AIM OF THE TASK
Render each line of the listing below as one string in a JSON array, and drop any blank lines.

[A block of data]
********************

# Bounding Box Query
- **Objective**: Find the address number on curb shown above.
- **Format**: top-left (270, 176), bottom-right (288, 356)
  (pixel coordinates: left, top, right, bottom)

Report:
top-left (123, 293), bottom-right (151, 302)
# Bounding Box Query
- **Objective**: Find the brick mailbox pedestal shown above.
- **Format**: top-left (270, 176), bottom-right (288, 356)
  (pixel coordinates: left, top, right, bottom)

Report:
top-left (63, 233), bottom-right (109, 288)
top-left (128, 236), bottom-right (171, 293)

********************

SOLUTION FOR THIS PROBLEM
[
  "# Bounding Box Query",
  "- **Objective**: Find the address number on curb shown above.",
  "- **Format**: top-left (270, 176), bottom-right (288, 356)",
  "  (pixel coordinates: left, top, right, bottom)",
  "Report:",
  "top-left (123, 293), bottom-right (151, 302)",
  "# Bounding Box Query",
  "- **Objective**: Find the brick mailbox pedestal shown above.",
  "- **Format**: top-left (270, 176), bottom-right (288, 356)",
  "  (pixel coordinates: left, top, right, bottom)",
  "Report:",
  "top-left (63, 233), bottom-right (109, 288)",
  "top-left (128, 236), bottom-right (171, 293)"
]